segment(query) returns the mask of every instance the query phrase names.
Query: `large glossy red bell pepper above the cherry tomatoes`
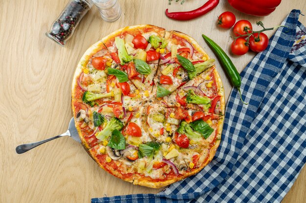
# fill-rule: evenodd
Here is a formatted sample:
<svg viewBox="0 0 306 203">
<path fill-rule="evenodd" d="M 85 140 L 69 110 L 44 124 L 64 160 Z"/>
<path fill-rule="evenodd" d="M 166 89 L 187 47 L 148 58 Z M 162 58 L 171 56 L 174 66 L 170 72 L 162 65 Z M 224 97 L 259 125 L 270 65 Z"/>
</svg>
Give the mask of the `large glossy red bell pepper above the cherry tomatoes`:
<svg viewBox="0 0 306 203">
<path fill-rule="evenodd" d="M 267 16 L 282 0 L 228 0 L 229 4 L 242 13 L 252 16 Z"/>
</svg>

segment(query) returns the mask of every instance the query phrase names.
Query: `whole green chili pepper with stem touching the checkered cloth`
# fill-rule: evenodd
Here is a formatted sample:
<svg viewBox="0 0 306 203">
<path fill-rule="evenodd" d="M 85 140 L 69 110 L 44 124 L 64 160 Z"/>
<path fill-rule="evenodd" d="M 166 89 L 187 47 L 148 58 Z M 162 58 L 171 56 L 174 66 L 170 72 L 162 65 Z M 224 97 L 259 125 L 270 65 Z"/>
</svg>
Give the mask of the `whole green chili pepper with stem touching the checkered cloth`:
<svg viewBox="0 0 306 203">
<path fill-rule="evenodd" d="M 223 68 L 225 69 L 226 73 L 231 79 L 233 86 L 238 89 L 242 103 L 246 105 L 249 104 L 242 100 L 241 91 L 240 91 L 240 85 L 241 85 L 240 74 L 238 73 L 231 59 L 228 57 L 228 55 L 225 54 L 225 52 L 219 47 L 219 45 L 216 42 L 214 42 L 212 39 L 208 38 L 205 35 L 202 35 L 202 37 L 206 41 L 206 43 L 210 46 L 210 48 L 212 48 L 215 54 L 218 56 Z"/>
</svg>

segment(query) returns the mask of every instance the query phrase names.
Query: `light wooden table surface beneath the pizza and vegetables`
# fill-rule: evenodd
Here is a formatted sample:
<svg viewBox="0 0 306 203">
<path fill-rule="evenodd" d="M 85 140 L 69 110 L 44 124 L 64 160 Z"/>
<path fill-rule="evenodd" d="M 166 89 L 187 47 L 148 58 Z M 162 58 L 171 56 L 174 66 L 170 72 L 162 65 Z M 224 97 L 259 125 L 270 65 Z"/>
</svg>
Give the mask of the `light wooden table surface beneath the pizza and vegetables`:
<svg viewBox="0 0 306 203">
<path fill-rule="evenodd" d="M 15 152 L 23 143 L 43 140 L 66 131 L 71 118 L 71 81 L 75 67 L 87 48 L 121 27 L 153 24 L 194 37 L 211 57 L 201 34 L 213 38 L 228 52 L 230 30 L 219 29 L 216 19 L 232 11 L 237 19 L 266 27 L 279 25 L 291 9 L 306 14 L 305 0 L 283 0 L 269 17 L 243 15 L 226 0 L 209 14 L 191 21 L 174 21 L 164 11 L 191 10 L 205 0 L 185 0 L 168 5 L 168 0 L 119 0 L 121 17 L 112 23 L 100 18 L 96 8 L 81 21 L 66 47 L 45 37 L 45 32 L 68 0 L 0 0 L 0 203 L 89 203 L 91 198 L 136 193 L 157 193 L 160 189 L 135 186 L 101 169 L 74 140 L 64 137 L 22 155 Z M 306 17 L 300 16 L 306 24 Z M 254 26 L 256 28 L 256 25 Z M 270 37 L 274 31 L 266 34 Z M 232 56 L 241 71 L 255 56 Z M 231 86 L 217 65 L 226 98 Z M 297 178 L 283 203 L 306 202 L 306 168 Z"/>
</svg>

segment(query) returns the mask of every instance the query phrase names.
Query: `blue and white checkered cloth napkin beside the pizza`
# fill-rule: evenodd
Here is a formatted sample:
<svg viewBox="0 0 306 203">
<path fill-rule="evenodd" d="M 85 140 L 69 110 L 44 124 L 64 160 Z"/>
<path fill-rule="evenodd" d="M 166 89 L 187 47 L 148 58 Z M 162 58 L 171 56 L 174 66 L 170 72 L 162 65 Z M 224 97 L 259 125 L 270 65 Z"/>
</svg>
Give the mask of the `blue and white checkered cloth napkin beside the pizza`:
<svg viewBox="0 0 306 203">
<path fill-rule="evenodd" d="M 306 162 L 306 28 L 293 10 L 233 89 L 215 159 L 162 192 L 91 203 L 281 202 Z"/>
</svg>

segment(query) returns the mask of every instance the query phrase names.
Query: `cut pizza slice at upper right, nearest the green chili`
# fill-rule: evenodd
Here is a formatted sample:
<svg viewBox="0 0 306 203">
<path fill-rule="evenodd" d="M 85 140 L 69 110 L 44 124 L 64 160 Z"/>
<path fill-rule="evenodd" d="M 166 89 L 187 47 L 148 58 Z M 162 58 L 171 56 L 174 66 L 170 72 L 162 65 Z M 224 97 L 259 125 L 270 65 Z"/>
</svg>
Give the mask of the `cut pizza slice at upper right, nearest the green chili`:
<svg viewBox="0 0 306 203">
<path fill-rule="evenodd" d="M 166 32 L 165 38 L 168 44 L 165 54 L 161 55 L 157 74 L 154 77 L 157 97 L 174 92 L 208 67 L 213 66 L 215 61 L 209 58 L 193 38 L 183 33 Z"/>
</svg>

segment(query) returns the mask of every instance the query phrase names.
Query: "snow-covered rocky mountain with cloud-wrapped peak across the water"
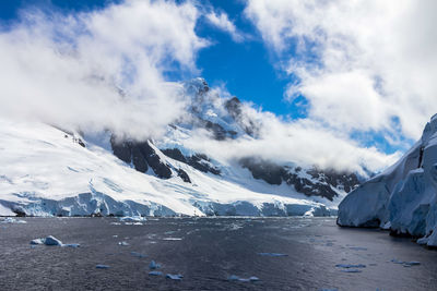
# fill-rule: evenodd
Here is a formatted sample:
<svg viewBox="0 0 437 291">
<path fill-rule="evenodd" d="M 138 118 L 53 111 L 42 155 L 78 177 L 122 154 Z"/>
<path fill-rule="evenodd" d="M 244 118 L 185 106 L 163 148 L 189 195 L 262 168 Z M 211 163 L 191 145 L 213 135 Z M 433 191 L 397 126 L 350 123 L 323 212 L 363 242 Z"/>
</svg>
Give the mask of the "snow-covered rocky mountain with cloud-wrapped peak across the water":
<svg viewBox="0 0 437 291">
<path fill-rule="evenodd" d="M 291 160 L 241 153 L 223 165 L 212 153 L 197 153 L 185 141 L 199 130 L 226 146 L 259 138 L 262 124 L 203 78 L 181 88 L 188 113 L 160 138 L 1 120 L 0 163 L 8 167 L 0 173 L 0 215 L 327 216 L 359 184 L 355 173 Z"/>
</svg>

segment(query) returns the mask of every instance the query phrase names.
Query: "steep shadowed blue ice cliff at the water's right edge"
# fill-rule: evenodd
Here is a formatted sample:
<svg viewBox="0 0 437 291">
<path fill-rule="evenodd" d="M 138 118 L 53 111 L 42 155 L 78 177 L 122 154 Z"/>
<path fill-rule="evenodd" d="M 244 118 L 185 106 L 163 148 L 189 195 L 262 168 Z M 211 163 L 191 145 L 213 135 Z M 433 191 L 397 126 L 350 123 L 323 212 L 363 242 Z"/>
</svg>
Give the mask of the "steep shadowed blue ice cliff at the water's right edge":
<svg viewBox="0 0 437 291">
<path fill-rule="evenodd" d="M 395 165 L 341 202 L 338 223 L 390 228 L 437 246 L 437 114 Z"/>
</svg>

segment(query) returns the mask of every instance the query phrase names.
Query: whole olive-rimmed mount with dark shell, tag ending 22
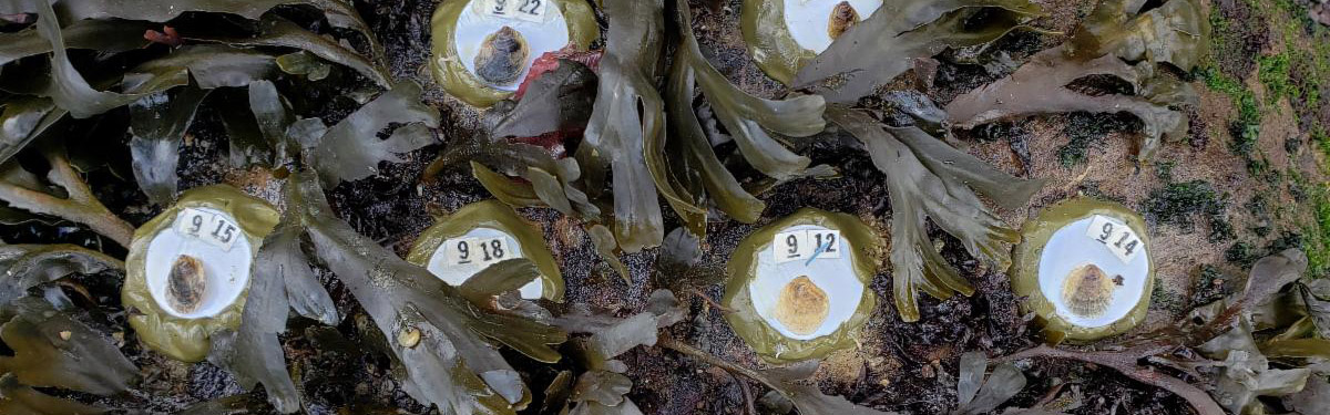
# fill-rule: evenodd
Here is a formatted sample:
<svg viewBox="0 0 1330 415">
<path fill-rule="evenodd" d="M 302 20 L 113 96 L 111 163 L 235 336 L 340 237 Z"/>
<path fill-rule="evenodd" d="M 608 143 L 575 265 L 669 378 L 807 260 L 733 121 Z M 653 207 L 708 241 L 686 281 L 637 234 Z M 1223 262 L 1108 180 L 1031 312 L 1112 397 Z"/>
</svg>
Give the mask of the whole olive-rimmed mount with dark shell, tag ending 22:
<svg viewBox="0 0 1330 415">
<path fill-rule="evenodd" d="M 600 37 L 596 13 L 576 0 L 446 0 L 430 31 L 434 78 L 475 106 L 509 97 L 547 52 L 587 51 Z"/>
</svg>

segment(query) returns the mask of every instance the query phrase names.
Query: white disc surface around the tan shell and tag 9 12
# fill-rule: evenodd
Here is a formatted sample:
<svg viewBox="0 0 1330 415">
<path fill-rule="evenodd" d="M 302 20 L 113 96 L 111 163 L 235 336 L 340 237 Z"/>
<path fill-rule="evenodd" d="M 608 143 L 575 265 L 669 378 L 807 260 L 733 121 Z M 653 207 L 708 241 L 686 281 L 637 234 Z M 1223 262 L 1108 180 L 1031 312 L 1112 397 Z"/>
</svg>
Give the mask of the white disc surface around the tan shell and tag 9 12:
<svg viewBox="0 0 1330 415">
<path fill-rule="evenodd" d="M 781 231 L 791 230 L 827 230 L 827 227 L 797 225 Z M 749 297 L 753 299 L 753 307 L 757 310 L 758 317 L 779 331 L 781 335 L 791 339 L 807 341 L 835 333 L 841 329 L 841 325 L 854 315 L 854 311 L 859 309 L 859 302 L 863 299 L 864 286 L 859 282 L 859 277 L 854 274 L 851 259 L 854 255 L 850 254 L 853 249 L 850 241 L 842 239 L 842 254 L 839 258 L 818 257 L 811 263 L 805 265 L 805 261 L 777 263 L 771 253 L 771 246 L 767 245 L 758 253 L 757 277 L 747 285 Z M 827 302 L 830 303 L 826 319 L 811 334 L 795 334 L 775 318 L 775 306 L 781 298 L 781 290 L 790 281 L 801 275 L 807 275 L 813 281 L 813 285 L 826 293 Z"/>
</svg>

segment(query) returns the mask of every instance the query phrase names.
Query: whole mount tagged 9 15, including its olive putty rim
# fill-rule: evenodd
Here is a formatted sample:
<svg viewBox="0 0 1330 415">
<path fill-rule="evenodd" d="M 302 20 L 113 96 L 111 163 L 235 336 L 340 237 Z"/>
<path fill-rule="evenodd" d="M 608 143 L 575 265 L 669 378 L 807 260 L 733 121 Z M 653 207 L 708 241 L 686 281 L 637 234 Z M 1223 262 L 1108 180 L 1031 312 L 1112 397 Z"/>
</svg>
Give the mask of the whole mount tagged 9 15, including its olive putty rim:
<svg viewBox="0 0 1330 415">
<path fill-rule="evenodd" d="M 210 334 L 237 329 L 250 265 L 278 211 L 226 185 L 196 188 L 134 231 L 121 302 L 149 348 L 198 362 Z"/>
</svg>

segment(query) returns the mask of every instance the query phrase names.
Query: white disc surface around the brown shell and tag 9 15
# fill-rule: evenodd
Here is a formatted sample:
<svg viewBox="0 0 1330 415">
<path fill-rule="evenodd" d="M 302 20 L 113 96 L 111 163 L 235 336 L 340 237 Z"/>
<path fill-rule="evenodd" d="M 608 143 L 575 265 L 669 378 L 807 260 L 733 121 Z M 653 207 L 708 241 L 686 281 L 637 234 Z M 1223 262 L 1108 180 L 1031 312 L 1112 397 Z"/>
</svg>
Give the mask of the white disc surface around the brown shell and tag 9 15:
<svg viewBox="0 0 1330 415">
<path fill-rule="evenodd" d="M 225 211 L 211 208 L 194 209 L 237 223 L 235 218 Z M 184 213 L 185 210 L 181 210 L 181 214 Z M 176 263 L 176 259 L 181 254 L 198 258 L 203 263 L 203 275 L 207 279 L 202 302 L 192 313 L 180 313 L 170 306 L 170 301 L 166 297 L 172 265 Z M 250 249 L 250 239 L 243 231 L 237 233 L 235 242 L 230 250 L 223 250 L 198 237 L 182 234 L 176 230 L 176 226 L 170 226 L 157 233 L 152 242 L 148 242 L 145 262 L 148 291 L 157 301 L 158 307 L 180 318 L 205 318 L 217 315 L 222 309 L 235 302 L 241 293 L 245 291 L 245 287 L 249 285 L 250 265 L 254 262 L 254 251 Z"/>
</svg>

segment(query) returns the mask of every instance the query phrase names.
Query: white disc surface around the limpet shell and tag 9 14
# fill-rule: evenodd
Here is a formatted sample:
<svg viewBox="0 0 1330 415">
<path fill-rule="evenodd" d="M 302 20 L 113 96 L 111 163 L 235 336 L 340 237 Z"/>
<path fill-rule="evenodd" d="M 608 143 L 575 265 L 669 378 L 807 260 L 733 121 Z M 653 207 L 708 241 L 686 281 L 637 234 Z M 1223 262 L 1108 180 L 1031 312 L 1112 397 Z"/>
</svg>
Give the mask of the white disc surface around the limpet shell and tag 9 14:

##############################

The problem>
What lines in the material above hold the string "limpet"? List them.

Reply>
Query: white disc surface around the limpet shell and tag 9 14
Give the mask of the white disc surface around the limpet shell and tag 9 14:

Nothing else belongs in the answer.